[Text excerpt]:
<<<<

Noob question on verifying the conclusion of abductive inference

2 points by --Estel-- a day ago on reddit | 26 comments

fox-mcleod | 20 hours ago

We don’t verify contingent knowledge.

Travelling into the past and seeing a human did it is no guarantee of correctness and still relies on inference. Seeing itself is theory laden. You theorize you’re not hallucinating. You theorize that in the past, people look enough like they do now that you’re recognizing one and not an alien species with identical appearance. That you’re not a brain in a vat.

Since you brought up fallibilism elsewhere, I’ll assume you already know about the relativity of wrong and tentative knowledge. Within that framing, it isn’t necessary to verify adductive inferences, only to iteratively and progressively become less wrong over time by testing our inferences against critical reasoning and evidence.

[OP] --Estel-- | 12 hours ago

So when we justify that IBE is reliable in general, do we have to rely on past track record of IBE being successfull to do that?

Edit: Sorry for not being clear enough. I meant to ask if we need a inductive argument to justify IBE. Like how we make inductive inference based on past accurate instances of it. Do we need to show that IBE has produced reliable conclusions in the past in order to know it is generally reliable?

knockingatthegate | a day ago

Abduction doesn’t lead to “correctness” or truth. It produces explanations which are either more or less reasonable or warranted. Conclusions (or conclusively-stated inferences, to be more precise) can be disproved by counter-corroborating evidence but they can’t be proven to be correct or true, only shown to be in greater correspondence with corroborating evidence. Deduction deals with (propositional or logical) truth, or what must be true; induction proposes patterns from data, stating what seems to be generally true; abduction infers explanations for particular effects, proposing hypotheses.

[OP] --Estel-- | a day ago

So, do we need to know past instances of abductive inference to be successfull in order to justify abductive inferences in general? If so, how do we know past instances of abductive inferences were successfull?

>>>>

[Record excerpts]:
<<<<

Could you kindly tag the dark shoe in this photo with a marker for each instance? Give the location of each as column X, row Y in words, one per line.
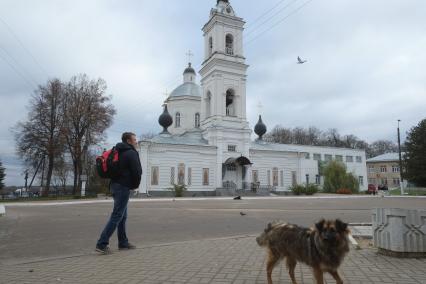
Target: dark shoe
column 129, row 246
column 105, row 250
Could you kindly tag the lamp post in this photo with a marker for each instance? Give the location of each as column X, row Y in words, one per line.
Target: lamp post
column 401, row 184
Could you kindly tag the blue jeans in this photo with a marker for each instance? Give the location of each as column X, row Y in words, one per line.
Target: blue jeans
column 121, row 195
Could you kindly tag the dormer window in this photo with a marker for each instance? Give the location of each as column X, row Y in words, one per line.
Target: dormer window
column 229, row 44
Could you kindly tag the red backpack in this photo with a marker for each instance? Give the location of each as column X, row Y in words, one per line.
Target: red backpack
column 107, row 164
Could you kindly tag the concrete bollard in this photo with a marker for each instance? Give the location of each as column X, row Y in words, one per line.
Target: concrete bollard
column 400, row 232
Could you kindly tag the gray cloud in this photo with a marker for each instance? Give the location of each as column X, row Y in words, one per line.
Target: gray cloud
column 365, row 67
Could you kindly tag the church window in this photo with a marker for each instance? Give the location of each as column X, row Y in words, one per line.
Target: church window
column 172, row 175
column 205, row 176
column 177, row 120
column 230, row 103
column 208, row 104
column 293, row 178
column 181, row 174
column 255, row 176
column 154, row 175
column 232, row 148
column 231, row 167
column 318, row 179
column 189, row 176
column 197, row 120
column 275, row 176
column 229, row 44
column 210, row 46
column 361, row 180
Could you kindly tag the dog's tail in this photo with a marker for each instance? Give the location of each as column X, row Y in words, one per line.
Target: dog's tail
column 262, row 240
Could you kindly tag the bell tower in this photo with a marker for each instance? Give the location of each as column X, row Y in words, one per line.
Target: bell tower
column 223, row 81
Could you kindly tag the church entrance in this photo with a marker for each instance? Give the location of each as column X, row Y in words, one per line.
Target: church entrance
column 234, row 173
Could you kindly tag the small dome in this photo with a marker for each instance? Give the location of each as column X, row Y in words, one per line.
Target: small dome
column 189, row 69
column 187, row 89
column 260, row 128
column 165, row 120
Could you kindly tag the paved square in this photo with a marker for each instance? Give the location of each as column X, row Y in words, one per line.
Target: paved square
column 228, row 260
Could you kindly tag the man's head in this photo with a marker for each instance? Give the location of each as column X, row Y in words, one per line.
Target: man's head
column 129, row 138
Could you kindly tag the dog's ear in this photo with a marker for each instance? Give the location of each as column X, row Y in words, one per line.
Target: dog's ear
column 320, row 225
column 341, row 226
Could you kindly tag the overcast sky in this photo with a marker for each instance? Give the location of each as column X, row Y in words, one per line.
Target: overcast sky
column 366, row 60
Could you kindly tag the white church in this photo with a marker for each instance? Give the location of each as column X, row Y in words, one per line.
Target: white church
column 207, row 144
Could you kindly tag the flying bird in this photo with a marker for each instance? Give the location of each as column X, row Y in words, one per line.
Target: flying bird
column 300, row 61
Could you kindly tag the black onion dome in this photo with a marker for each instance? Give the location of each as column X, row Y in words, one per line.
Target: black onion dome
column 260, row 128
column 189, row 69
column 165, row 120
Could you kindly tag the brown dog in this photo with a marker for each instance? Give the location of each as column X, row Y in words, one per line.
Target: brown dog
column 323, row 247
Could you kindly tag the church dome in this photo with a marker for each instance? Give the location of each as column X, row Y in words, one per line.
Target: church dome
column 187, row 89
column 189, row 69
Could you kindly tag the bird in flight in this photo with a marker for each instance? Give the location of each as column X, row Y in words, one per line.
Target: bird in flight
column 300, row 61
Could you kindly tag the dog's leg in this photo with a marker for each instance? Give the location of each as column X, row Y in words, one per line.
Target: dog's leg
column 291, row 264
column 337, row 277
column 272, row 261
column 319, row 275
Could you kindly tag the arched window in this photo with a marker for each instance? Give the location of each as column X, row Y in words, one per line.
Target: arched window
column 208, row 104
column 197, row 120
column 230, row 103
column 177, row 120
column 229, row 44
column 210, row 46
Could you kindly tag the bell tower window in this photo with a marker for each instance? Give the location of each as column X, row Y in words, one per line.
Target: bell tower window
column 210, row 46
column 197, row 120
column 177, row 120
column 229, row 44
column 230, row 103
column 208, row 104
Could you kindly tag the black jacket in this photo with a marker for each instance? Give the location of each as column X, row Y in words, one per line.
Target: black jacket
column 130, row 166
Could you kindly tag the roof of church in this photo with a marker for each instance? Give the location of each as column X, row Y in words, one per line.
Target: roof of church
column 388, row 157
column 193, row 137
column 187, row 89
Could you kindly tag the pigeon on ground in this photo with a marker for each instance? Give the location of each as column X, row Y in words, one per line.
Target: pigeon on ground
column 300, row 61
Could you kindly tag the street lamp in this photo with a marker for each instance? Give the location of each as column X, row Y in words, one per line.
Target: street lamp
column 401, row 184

>>>>
<<<<

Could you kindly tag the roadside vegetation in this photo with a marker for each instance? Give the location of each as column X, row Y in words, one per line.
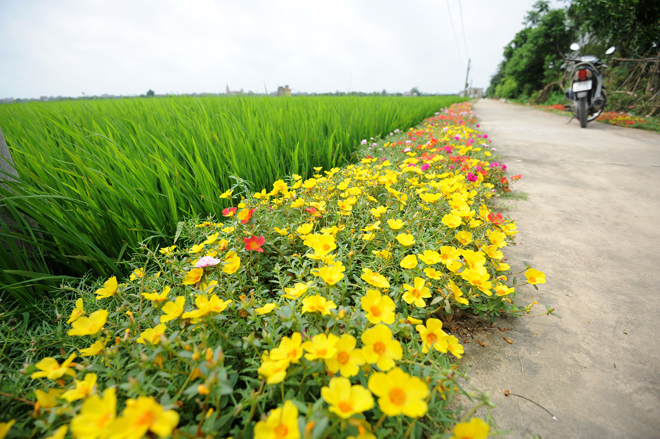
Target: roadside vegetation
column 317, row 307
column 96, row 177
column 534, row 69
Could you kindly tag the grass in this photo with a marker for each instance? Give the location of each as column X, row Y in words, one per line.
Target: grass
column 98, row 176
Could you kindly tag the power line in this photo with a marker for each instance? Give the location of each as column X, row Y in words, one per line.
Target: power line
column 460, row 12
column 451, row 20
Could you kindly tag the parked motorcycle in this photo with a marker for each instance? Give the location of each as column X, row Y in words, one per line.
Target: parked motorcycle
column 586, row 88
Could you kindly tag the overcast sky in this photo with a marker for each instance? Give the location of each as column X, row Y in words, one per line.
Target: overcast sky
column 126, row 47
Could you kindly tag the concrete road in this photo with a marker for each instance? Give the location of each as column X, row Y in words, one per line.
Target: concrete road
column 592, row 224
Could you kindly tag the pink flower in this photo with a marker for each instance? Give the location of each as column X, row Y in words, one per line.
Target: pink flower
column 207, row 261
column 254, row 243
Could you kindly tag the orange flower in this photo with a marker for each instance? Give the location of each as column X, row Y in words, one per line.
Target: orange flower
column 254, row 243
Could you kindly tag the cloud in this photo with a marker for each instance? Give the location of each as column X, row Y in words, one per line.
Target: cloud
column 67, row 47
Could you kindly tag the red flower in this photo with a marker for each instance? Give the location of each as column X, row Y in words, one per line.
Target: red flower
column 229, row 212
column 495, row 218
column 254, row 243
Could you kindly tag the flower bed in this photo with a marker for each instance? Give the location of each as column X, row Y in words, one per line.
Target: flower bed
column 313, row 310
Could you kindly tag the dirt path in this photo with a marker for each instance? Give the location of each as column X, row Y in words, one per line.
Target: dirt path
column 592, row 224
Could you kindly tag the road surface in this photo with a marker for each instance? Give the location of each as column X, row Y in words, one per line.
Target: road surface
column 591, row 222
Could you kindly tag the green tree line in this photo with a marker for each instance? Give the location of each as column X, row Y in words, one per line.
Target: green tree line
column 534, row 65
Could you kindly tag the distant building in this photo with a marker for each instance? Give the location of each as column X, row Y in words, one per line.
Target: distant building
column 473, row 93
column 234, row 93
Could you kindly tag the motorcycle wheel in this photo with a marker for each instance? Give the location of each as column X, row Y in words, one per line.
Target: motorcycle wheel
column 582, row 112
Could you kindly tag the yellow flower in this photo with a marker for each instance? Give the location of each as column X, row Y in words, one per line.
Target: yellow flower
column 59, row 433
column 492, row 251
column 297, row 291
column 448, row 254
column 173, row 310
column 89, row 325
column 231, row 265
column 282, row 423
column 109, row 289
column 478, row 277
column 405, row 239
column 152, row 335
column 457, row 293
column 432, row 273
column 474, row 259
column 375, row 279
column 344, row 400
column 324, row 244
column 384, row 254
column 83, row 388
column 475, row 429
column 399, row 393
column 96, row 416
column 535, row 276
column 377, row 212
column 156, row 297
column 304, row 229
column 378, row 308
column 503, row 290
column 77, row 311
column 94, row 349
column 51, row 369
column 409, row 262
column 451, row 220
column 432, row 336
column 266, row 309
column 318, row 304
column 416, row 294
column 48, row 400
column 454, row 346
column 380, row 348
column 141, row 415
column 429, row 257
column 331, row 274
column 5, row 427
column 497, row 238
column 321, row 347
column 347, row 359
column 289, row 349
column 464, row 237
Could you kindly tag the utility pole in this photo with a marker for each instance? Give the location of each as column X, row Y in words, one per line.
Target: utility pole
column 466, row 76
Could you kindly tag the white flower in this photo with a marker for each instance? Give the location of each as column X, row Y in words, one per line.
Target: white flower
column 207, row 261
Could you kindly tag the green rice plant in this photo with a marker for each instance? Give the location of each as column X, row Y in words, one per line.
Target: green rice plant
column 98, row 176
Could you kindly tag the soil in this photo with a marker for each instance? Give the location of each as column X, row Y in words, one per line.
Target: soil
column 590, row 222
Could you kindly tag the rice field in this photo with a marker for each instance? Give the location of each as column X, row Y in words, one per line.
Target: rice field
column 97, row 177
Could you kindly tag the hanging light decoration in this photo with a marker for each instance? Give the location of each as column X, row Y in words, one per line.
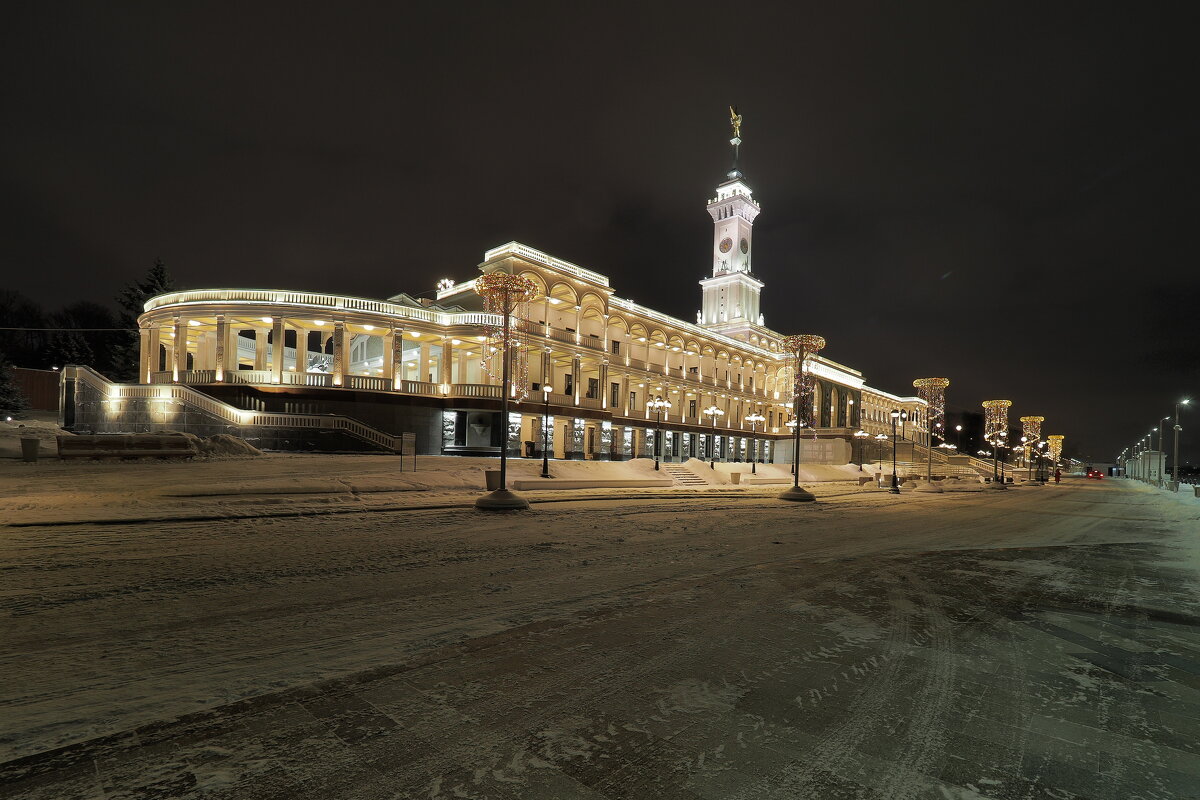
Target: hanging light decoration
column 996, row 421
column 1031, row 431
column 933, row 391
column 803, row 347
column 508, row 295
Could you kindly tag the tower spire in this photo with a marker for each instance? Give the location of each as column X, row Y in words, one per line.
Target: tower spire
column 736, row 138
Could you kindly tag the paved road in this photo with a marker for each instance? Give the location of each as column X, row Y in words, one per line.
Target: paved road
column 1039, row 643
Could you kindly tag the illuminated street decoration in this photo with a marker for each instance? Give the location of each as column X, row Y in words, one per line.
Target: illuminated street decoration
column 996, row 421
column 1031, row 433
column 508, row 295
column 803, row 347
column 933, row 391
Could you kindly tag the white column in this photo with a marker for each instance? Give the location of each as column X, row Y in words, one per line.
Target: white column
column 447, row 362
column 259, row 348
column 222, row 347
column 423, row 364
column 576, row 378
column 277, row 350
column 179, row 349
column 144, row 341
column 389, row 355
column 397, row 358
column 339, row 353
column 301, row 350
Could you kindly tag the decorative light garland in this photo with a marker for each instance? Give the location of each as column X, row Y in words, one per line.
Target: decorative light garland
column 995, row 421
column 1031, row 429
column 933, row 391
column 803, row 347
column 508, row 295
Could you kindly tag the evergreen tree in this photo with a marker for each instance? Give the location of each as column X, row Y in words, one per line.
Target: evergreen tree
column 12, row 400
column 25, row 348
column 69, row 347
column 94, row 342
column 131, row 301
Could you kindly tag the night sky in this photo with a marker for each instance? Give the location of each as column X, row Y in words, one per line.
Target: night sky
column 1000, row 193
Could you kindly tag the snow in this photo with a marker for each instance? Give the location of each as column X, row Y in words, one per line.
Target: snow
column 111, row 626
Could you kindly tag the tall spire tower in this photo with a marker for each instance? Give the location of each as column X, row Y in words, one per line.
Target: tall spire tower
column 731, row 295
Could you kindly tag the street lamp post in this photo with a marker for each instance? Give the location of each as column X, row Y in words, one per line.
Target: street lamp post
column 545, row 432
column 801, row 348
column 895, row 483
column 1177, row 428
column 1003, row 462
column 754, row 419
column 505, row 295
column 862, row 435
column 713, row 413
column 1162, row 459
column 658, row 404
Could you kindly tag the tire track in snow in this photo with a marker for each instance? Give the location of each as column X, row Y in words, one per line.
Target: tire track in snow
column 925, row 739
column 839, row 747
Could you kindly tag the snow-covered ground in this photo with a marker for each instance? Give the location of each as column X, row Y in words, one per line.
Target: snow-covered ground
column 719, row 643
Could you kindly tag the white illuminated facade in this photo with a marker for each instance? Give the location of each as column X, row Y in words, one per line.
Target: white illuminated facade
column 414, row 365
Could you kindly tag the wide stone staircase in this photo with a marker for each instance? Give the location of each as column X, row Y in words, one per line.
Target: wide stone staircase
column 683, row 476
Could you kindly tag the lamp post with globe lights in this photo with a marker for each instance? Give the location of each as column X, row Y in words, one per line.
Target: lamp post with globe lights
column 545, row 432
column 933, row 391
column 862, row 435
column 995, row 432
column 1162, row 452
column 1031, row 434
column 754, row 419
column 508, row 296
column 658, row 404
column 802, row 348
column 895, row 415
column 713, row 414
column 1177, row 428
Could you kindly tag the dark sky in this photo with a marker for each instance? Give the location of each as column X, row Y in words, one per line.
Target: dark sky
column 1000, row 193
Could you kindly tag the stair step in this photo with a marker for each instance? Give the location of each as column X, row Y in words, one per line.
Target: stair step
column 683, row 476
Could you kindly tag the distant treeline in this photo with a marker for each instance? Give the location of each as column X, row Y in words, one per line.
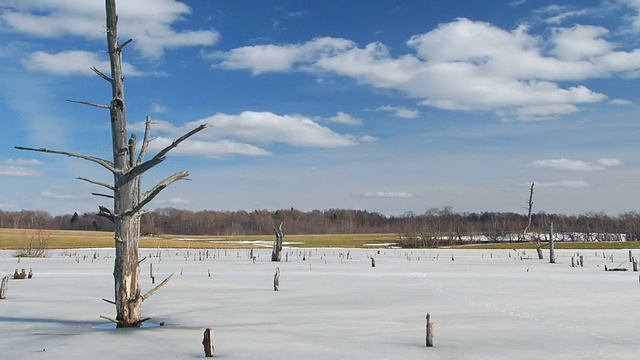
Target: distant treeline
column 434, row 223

>>>>
<<<<

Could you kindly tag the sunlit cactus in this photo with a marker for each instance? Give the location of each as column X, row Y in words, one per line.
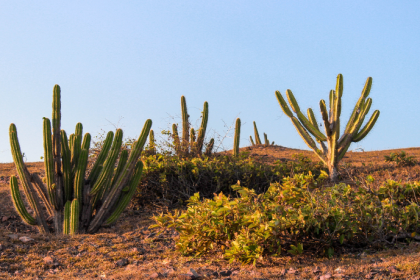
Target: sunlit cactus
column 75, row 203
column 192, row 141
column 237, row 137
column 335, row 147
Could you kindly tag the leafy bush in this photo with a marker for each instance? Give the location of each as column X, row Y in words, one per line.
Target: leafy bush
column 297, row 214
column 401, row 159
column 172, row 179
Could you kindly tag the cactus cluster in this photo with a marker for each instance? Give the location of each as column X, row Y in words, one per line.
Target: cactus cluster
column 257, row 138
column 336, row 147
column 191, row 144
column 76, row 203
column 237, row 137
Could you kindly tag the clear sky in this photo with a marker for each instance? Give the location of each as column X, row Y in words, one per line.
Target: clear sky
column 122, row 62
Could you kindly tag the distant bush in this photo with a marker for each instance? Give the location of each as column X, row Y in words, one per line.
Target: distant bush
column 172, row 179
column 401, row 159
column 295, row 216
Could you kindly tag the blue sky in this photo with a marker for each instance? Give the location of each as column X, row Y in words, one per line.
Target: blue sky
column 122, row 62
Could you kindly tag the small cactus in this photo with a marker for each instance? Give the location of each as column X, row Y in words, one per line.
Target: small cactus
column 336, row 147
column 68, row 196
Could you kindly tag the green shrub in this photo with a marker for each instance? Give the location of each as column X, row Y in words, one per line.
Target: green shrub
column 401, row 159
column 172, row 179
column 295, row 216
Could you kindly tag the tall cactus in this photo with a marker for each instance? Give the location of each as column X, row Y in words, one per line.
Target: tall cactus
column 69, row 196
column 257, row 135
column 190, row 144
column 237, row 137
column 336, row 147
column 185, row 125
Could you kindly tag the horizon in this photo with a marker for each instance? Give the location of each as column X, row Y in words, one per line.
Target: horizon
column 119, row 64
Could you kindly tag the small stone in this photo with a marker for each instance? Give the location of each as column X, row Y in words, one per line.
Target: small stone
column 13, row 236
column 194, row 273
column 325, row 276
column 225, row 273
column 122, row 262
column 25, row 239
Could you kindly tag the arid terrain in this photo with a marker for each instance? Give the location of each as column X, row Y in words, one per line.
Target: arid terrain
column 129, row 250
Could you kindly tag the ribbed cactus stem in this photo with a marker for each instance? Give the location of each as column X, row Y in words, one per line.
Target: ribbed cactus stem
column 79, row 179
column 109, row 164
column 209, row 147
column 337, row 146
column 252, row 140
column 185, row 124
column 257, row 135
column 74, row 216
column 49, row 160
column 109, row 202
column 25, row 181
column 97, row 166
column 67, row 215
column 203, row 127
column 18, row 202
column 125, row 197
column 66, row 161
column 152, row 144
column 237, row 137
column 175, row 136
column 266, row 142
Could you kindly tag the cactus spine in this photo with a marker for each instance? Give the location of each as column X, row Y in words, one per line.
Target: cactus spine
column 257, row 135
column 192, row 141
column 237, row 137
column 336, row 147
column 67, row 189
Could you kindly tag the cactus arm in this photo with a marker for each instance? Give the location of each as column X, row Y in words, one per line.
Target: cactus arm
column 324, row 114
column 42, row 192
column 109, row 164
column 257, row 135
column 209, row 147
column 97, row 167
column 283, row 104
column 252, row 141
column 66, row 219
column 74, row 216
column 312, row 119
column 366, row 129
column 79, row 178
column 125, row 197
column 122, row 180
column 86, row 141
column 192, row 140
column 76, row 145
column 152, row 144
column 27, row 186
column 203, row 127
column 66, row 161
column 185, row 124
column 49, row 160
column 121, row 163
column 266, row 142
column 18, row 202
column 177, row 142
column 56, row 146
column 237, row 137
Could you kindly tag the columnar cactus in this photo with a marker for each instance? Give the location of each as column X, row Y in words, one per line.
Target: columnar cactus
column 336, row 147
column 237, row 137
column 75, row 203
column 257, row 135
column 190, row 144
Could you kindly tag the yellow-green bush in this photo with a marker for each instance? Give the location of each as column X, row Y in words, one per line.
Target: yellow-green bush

>>>>

[Prompt]:
Pick up the forum discussion on verifying abductive inference where it stops, and continue it from its last post. The entries play no part in the tasks and can be set aside.

[Answer to the exercise]:
knockingatthegate | a day ago

It depends on the epistemic context. In science, you won’t know if your AI was successful in the sense of being true; but you’ll know whether it comports with other evidence, if it points to testable predications that bear out; etc.

“Past instances of abductive inference which we regard as true” is a long way of saying “observations”, “evidence”, “data”, or “corroboration.”

[OP] --Estel-- | a day ago

So, for example if I see a cat at one spot, look away, look back and see that it's in a different spot with food, how do I know the inference that the cat moved from one place to the food's place because it was hungry is successfull? I can never see what happened to the cat when I looked away.

knockingatthegate | a day ago

How are you defining “successful”?

[OP] --Estel-- | a day ago

What I mean is how we know that inference's conclusion is more likely to be true than not.

knockingatthegate | a day ago

Crucially — how are you defining “know”?

[OP] --Estel-- | a day ago

I mean that we have fallible true beliefs about things. Beliefs that are shown to be highly probable.

knockingatthegate | a day ago

“True” is not a property which we can apply to conclusions obtained via abductive reasoning.

[OP] --Estel-- | a day ago

I get that. I'm asking if the IBE's conclusion can be shown to be probable.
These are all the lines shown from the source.